▸ **WHAT YOU HAVE TO DO**: In the college memoir below, copy the passage word for word, starting at "I feel that" and ending after "Mebane, N. C.".

BEGIN STUDY TEXT

When school opened this was soon gone and something had to be done. A small unused room was secured, a pair of scissors, two razors, a comb and brush and a barber shop was opened. The boys were kind and long suffering, so the business prospered. Thus another term was finished,—and no debt. Again during the vacation of 1882 I taught. At the close of this vacation I was elected town constable. This was by no means to my liking, but something had to be done, or quit. This business frequently broke into my school work and made it hard to keep abreast of the class. However, in this way I managed to pay expenses for the term and saved a few dollars besides. During the vacation of 1883 I taught school near Denver, N. C., and in the meantime served as pastor of Fairfeld Church. Both together made it possible for me to have more money than I ever had at one time before.
On returning to college at the close of vacation I was elected a tutor. In this way I earned ten dollars a month and kept up my own studies. This work was more in keeping with my general taste than anything I had hitherto tried. It was a fine opportunity to review what I had done and was perfectly agreeable to me. The amount thus earned was ample for all my real needs, and so the difficulties began to give way. Hope that had been groping amid the shadows began to mount up, and resolution grew strong. Thus, sustained by a kind Providence and encouraged by friends, my college course was finished.
I feel that this would be incomplete were I to omit to speak of Rev. John Parris, D.D., who gave me so much encouragement and help. When I was yet a boy, never having been to school a day, he, somehow, learned that I was anxious to read. Knowing I had no books he would borrow them from Capt. T. J. Norman, becoming personally responsible for their safe return, and bring them to me. When bringing them he would say, “Now, young sir, if you damage this book I may not bring you another.” He not only brought the books, but would question me on the contents when he returned. He was a man who seemed stern and repulsive to the young, but when better known was as gentle and sweet spirited, loving and tender and patient as a mother.
Mebane, N. C.
A TASK WITH A MORAL
HON. FRED J. TRAYNOR, A.B., LL.B.
There is nothing remarkable about my experience in working my way through college. I do not deem it worth the telling, except that it may help to encourage the boy who thinks that it is more than he dares undertake to obtain an education without means to back him.

END STUDY TEXT
BEGIN STORED DATA

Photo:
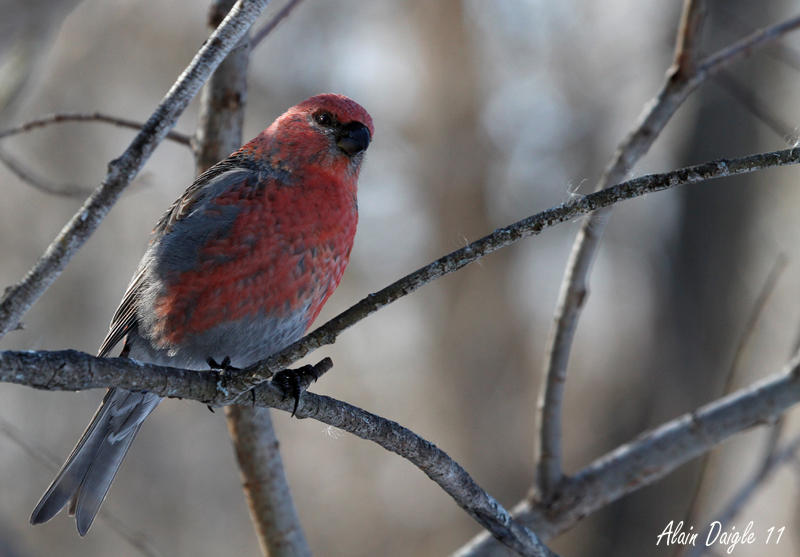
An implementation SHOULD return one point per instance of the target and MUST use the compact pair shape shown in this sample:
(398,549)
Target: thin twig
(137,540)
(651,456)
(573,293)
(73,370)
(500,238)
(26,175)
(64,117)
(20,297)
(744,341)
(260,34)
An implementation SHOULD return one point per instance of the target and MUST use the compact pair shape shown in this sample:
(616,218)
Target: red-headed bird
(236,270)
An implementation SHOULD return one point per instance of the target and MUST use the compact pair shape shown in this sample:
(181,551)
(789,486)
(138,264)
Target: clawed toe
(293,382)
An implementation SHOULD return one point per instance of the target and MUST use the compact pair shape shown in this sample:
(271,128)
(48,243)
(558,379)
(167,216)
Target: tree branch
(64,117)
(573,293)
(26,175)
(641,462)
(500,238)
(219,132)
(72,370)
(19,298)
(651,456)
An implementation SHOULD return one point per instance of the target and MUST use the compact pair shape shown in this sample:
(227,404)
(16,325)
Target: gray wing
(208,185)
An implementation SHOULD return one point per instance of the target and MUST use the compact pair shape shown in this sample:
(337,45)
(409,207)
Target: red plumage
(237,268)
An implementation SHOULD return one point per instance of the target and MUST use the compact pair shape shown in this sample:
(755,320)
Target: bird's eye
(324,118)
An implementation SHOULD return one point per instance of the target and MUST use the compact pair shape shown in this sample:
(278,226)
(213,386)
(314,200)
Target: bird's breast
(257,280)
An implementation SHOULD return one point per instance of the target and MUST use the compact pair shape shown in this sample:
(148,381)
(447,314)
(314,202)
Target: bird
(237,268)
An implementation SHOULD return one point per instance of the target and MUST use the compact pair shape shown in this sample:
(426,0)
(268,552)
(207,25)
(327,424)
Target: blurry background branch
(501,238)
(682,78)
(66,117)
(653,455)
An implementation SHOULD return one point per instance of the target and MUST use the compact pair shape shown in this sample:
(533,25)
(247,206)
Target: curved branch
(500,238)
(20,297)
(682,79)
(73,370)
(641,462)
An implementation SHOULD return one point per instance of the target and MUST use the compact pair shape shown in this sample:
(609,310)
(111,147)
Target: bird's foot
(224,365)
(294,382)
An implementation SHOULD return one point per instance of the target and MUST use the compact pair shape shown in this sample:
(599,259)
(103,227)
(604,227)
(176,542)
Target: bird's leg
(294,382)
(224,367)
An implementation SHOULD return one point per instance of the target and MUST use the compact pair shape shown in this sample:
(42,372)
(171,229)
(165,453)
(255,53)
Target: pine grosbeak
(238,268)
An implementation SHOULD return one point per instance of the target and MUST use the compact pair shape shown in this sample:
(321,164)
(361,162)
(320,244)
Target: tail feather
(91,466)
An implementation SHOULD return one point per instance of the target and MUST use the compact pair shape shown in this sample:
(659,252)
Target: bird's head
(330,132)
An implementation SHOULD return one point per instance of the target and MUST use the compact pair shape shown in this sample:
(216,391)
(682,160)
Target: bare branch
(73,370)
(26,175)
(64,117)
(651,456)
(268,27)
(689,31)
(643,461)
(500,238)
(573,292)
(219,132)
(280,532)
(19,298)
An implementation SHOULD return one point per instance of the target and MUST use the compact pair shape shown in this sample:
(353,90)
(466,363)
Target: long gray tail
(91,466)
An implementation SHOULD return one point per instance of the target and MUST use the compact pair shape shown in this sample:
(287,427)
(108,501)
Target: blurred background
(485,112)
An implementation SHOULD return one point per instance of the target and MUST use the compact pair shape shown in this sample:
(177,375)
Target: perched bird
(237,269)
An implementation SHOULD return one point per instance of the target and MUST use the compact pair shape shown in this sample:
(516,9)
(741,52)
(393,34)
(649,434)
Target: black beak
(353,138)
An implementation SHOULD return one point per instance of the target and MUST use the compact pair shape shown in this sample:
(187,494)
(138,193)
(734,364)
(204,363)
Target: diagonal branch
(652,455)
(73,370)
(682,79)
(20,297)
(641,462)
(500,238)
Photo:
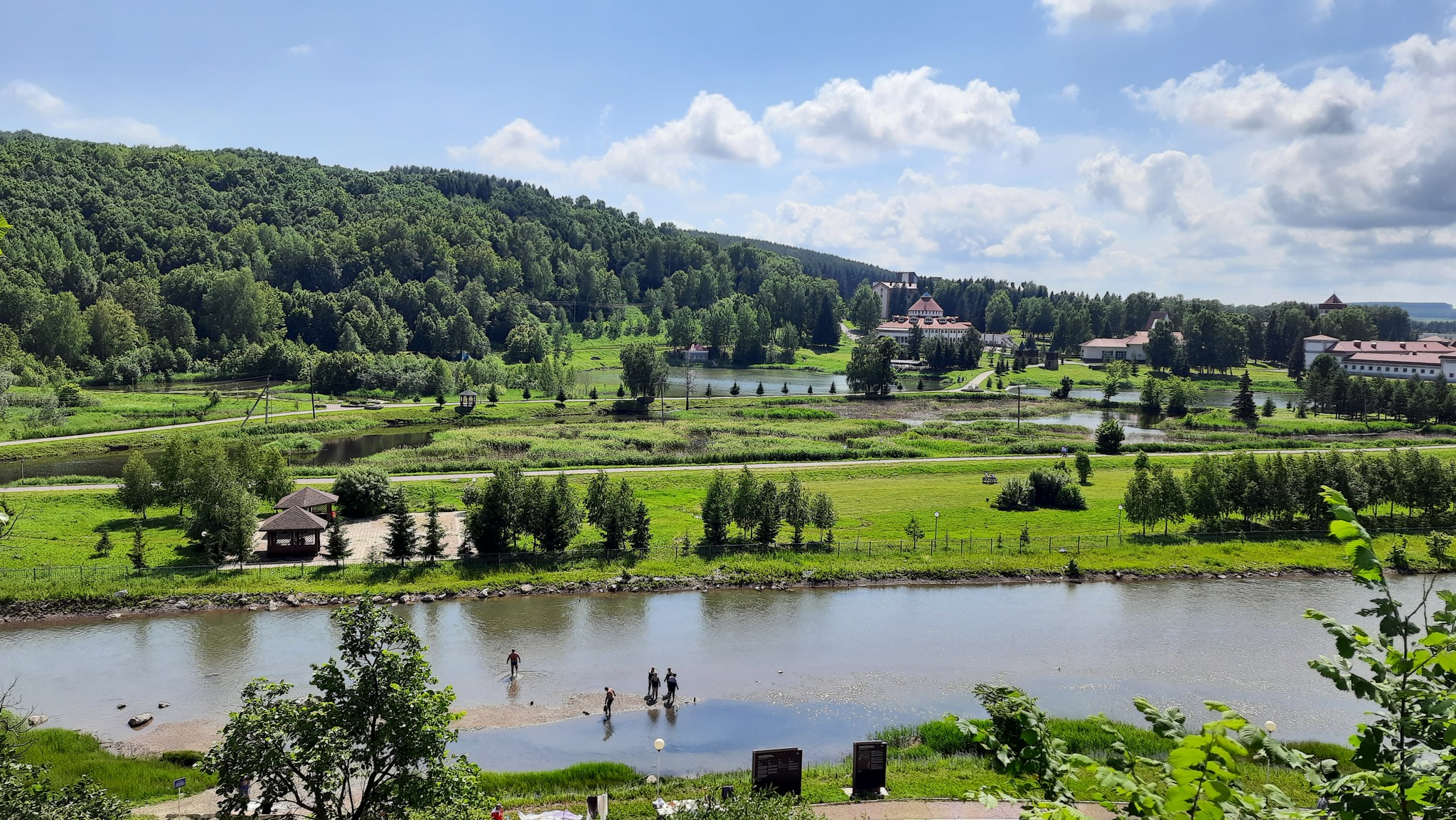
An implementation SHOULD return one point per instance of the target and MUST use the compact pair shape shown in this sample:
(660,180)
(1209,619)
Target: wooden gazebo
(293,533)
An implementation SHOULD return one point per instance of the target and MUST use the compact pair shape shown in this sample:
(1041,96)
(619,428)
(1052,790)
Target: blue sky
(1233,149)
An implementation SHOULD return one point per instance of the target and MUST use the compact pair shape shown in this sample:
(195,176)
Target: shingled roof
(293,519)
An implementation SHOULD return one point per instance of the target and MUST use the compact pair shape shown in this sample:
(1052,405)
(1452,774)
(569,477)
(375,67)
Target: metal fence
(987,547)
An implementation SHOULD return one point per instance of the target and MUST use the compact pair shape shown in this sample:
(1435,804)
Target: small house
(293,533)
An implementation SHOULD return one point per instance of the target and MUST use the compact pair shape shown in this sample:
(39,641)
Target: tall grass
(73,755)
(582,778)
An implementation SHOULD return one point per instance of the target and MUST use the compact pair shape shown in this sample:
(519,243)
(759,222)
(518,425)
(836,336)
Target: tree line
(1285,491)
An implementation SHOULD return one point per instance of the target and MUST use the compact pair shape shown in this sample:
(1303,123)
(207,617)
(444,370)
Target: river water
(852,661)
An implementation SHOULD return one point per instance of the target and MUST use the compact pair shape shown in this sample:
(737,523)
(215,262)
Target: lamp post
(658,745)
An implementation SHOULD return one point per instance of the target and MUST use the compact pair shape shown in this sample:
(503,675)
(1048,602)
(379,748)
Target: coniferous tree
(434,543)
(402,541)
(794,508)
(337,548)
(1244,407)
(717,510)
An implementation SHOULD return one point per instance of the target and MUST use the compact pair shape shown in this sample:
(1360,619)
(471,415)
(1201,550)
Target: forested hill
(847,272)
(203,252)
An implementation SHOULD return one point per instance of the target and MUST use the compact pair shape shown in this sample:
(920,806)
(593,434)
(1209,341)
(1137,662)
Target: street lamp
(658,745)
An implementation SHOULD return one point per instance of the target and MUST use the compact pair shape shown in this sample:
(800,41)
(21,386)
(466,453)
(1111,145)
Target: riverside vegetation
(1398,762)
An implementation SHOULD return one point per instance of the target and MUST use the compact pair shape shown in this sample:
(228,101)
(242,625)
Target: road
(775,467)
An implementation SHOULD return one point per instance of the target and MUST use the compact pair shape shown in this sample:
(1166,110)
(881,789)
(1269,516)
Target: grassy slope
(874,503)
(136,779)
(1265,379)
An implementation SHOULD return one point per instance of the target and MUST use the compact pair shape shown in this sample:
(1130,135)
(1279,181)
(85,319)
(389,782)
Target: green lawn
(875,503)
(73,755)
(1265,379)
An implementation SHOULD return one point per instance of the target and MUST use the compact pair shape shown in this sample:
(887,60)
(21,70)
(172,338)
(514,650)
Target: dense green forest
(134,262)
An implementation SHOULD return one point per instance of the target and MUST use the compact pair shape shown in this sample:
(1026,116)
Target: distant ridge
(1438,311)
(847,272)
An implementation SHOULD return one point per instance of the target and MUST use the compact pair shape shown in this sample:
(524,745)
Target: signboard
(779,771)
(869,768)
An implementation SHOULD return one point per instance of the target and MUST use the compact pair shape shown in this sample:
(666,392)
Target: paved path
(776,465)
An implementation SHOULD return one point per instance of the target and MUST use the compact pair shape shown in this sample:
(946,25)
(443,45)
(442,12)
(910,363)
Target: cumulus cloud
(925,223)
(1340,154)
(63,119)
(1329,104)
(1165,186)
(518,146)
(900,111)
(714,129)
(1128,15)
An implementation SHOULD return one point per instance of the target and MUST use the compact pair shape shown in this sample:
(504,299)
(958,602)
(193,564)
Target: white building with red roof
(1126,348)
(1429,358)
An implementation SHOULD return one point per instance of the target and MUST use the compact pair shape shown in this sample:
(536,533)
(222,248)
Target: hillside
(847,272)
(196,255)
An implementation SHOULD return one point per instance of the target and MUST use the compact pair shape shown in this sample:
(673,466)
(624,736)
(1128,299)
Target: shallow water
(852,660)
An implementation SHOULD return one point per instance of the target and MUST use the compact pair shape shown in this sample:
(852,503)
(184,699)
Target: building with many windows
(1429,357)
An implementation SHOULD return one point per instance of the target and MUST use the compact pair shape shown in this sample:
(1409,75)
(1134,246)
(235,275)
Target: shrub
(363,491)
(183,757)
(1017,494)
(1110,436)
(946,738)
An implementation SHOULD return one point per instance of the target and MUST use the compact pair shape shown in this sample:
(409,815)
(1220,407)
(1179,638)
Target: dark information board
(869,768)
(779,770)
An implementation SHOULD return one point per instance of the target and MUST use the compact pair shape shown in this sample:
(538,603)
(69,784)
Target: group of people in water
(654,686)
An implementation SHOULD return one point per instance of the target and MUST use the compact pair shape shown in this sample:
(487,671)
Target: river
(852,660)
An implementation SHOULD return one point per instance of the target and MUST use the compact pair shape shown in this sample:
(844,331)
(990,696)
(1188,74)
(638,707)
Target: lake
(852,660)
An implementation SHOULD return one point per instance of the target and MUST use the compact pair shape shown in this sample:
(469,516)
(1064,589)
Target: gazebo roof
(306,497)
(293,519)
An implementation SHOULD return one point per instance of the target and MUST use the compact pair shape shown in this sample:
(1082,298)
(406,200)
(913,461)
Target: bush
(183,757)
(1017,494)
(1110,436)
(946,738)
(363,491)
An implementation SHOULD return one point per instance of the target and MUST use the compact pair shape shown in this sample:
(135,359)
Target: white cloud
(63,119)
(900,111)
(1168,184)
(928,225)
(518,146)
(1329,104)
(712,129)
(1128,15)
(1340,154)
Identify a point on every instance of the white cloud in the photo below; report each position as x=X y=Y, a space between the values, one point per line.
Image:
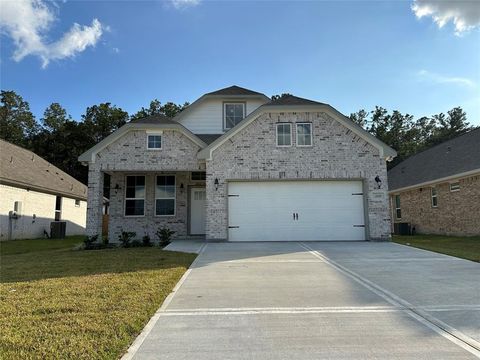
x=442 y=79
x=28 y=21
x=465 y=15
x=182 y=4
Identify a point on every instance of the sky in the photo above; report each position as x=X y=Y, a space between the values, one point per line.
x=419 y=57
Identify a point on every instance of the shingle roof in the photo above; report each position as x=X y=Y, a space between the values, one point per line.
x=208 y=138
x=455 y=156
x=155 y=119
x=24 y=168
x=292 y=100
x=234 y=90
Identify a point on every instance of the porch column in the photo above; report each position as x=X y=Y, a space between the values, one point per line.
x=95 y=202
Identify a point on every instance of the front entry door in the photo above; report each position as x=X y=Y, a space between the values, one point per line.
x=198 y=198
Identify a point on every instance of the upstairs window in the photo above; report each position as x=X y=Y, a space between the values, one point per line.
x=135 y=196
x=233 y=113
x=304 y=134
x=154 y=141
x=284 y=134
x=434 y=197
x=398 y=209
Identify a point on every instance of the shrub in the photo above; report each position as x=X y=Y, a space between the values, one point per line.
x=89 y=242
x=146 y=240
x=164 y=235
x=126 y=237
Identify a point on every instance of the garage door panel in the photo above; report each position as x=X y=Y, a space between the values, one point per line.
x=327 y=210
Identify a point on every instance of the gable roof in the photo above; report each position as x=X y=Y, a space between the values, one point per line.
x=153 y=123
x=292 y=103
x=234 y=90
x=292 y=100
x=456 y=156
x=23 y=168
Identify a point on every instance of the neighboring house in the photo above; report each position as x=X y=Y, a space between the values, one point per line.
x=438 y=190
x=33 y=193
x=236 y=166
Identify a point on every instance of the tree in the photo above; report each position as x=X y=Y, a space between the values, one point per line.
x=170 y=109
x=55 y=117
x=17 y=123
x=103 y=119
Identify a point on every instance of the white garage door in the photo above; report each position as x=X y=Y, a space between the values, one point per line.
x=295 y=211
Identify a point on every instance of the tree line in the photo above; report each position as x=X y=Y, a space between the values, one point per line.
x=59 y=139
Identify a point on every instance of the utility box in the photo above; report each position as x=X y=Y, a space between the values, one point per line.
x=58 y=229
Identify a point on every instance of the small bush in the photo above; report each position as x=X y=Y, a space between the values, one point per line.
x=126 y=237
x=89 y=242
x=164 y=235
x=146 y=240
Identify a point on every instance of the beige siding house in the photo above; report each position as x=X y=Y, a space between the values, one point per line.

END STORED DATA

▸ **EXERCISE OUTPUT**:
I feel that this would be incomplete were I to omit to speak of Rev. John Parris, D.D., who gave me so much encouragement and help. When I was yet a boy, never having been to school a day, he, somehow, learned that I was anxious to read. Knowing I had no books he would borrow them from Capt. T. J. Norman, becoming personally responsible for their safe return, and bring them to me. When bringing them he would say, “Now, young sir, if you damage this book I may not bring you another.” He not only brought the books, but would question me on the contents when he returned. He was a man who seemed stern and repulsive to the young, but when better known was as gentle and sweet spirited, loving and tender and patient as a mother.
Mebane, N. C.